━━━━━ Document passage ━━━━━
Documents reviewed are listed in the Attachment to this report.

This inspection constituted one Radiological Effluent Technical Specification/ODCM radiological effluent occurrences sample as defined in IP 71151-05.

b. Findings

No findings were identified.

4OA2 Identification and Resolution of Problems

.1 Routine Review of Items Entered into the Corrective Action Program

a. Inspection Scope

As part of the various baseline IPs discussed in previous sections of this report, the inspectors routinely reviewed issues during baseline inspection activities and plant status reviews to verify they were being entered into the licensees CAP at an appropriate threshold, that adequate attention was being given to timely corrective actions, and that adverse trends were identified and addressed. Attributes reviewed included: identification of the problem was complete and accurate; timeliness was commensurate with the safety significance; evaluation and disposition of performance issues, generic implications, common causes, contributing factors, root causes, extent-of-condition reviews, and previous occurrences reviews were proper and adequate; and that the classification, prioritization, focus, and timeliness of corrective actions were commensurate with safety and sufficient to prevent recurrence of the issue.

Minor issues entered into the licensees CAP as a result of the inspectors observations are included in the Attachment to this report.

These routine reviews for the identification and resolution of problems did not constitute any additional inspection samples. Instead, by procedure they were considered an integral part of the inspections performed during the quarter and documented in Section 1 of this report.

b. Findings

No findings were identified.

.2 Daily Corrective Action Program Reviews

a. Inspection Scope

In order to assist with the identification of repetitive equipment failures and specific human performance issues for follow-up, the inspectors performed a screening of items entered into the licensees CAP. This review was accomplished through inspection of the stations daily condition report packages or equivalent.

These daily reviews were performed by procedure as part of the inspectors daily plant status monitoring activities and, as such, did not constitute any separate inspection samples.
━━━━━
## [Your tasks]
a - According to the inspection report passage, why did the daily corrective action program reviews not count as separate inspection samples?
b - From the inspection report passage, write out the text word for word, starting with "In order to" and going on through "separate inspection samples.".
━━━━━ Listed records ━━━━━
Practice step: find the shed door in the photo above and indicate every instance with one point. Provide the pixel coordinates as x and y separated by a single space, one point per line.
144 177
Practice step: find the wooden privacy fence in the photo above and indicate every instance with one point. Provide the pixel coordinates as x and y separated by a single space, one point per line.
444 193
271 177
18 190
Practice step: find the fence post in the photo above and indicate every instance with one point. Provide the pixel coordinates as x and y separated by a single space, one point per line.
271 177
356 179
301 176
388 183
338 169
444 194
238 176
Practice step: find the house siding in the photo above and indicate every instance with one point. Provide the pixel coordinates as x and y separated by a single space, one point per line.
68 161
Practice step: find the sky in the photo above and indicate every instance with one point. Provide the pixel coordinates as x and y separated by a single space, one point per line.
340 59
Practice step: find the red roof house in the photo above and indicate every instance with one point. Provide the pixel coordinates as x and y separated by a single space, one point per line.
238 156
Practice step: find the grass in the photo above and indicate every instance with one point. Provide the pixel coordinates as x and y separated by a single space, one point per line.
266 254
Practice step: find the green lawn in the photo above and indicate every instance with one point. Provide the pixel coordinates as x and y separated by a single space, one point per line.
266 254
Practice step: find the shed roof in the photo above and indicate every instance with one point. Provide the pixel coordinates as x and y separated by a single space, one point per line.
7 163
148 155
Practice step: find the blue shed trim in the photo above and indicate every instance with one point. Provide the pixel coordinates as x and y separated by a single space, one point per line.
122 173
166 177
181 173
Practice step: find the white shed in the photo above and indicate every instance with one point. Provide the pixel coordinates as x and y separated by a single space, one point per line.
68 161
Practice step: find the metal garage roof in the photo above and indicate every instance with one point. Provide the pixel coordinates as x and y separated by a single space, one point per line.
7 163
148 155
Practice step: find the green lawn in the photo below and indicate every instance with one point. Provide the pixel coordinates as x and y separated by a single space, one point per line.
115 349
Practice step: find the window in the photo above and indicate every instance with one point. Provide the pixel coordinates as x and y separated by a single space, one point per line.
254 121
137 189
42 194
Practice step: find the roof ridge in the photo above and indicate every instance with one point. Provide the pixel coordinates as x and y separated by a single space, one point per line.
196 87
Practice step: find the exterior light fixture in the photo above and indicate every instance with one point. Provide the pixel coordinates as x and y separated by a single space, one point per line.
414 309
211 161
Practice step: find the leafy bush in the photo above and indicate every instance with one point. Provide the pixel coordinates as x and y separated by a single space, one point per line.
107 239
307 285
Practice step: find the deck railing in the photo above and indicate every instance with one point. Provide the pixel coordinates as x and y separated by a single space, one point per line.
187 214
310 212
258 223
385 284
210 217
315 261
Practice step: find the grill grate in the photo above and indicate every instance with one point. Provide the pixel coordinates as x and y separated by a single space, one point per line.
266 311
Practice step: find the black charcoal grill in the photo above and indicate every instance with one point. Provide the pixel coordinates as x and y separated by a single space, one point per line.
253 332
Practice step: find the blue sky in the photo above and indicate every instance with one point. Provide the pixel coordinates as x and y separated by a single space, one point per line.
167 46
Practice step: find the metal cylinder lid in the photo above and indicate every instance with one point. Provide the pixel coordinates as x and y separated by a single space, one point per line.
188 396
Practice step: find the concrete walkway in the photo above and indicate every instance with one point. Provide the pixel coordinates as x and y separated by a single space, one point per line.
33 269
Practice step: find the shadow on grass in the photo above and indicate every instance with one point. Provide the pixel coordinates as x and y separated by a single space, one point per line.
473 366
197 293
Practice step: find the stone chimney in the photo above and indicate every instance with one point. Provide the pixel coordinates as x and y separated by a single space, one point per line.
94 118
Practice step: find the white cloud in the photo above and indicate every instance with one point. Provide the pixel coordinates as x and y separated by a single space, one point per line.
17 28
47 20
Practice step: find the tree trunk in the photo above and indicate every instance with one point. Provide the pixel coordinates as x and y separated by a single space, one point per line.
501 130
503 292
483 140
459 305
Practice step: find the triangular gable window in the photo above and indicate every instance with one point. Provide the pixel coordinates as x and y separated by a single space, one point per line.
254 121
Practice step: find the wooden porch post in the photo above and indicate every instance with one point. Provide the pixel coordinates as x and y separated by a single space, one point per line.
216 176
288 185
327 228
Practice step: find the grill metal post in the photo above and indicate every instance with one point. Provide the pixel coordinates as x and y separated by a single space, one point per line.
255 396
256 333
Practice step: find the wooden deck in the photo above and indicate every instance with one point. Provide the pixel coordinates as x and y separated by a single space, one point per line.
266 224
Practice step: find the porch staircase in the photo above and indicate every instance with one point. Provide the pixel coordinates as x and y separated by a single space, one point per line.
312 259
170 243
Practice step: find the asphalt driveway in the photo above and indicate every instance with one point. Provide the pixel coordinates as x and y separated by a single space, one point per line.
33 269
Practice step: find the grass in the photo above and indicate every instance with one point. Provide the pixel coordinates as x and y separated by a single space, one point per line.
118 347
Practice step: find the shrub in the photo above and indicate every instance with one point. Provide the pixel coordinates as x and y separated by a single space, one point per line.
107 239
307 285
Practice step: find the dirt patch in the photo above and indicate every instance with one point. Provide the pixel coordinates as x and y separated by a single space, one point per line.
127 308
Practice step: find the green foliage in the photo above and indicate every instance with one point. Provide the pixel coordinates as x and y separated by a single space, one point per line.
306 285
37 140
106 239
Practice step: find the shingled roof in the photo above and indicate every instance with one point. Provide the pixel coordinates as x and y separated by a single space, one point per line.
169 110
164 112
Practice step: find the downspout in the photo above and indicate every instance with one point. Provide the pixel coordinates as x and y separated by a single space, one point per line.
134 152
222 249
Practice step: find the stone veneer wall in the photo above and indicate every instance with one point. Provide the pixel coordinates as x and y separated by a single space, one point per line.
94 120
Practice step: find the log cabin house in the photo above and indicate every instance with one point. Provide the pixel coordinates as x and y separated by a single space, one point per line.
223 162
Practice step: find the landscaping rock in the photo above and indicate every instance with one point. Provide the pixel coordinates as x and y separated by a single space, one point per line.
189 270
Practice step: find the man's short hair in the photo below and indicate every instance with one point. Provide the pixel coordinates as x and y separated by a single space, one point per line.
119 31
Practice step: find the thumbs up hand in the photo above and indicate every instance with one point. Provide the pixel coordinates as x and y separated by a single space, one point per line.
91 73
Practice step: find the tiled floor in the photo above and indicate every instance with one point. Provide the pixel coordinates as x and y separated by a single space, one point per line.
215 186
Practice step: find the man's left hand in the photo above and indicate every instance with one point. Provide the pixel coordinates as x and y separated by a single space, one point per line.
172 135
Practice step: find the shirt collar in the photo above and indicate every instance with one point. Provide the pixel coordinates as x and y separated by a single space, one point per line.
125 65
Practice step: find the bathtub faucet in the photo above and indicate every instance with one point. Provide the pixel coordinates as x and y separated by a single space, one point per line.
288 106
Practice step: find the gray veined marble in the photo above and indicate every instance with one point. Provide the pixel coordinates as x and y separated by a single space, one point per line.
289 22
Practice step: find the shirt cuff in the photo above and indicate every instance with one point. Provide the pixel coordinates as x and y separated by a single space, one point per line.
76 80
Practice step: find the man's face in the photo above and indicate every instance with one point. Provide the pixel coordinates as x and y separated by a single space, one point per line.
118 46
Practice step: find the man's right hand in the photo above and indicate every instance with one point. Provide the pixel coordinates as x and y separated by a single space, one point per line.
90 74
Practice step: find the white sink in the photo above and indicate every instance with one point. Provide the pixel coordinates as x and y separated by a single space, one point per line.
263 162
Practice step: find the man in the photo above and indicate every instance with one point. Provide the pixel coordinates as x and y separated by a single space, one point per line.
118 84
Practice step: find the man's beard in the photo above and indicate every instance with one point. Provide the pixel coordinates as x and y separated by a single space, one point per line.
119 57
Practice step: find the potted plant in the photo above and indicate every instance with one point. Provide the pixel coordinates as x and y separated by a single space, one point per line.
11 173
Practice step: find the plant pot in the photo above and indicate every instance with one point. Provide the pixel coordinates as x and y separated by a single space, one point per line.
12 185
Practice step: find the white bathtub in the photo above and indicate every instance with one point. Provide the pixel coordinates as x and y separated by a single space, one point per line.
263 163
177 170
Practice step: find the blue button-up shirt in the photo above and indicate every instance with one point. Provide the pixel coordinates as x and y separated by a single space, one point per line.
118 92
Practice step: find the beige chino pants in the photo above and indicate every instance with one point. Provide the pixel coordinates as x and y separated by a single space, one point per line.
━━━━━
## [Responses to the exercise]
a - They were performed by procedure as part of the inspectors' daily plant status monitoring activities, so they did not constitute any separate inspection samples.

b -
In order to assist with the identification of repetitive equipment failures and specific human performance issues for follow-up, the inspectors performed a screening of items entered into the licensees CAP. This review was accomplished through inspection of the stations daily condition report packages or equivalent.

These daily reviews were performed by procedure as part of the inspectors daily plant status monitoring activities and, as such, did not constitute any separate inspection samples.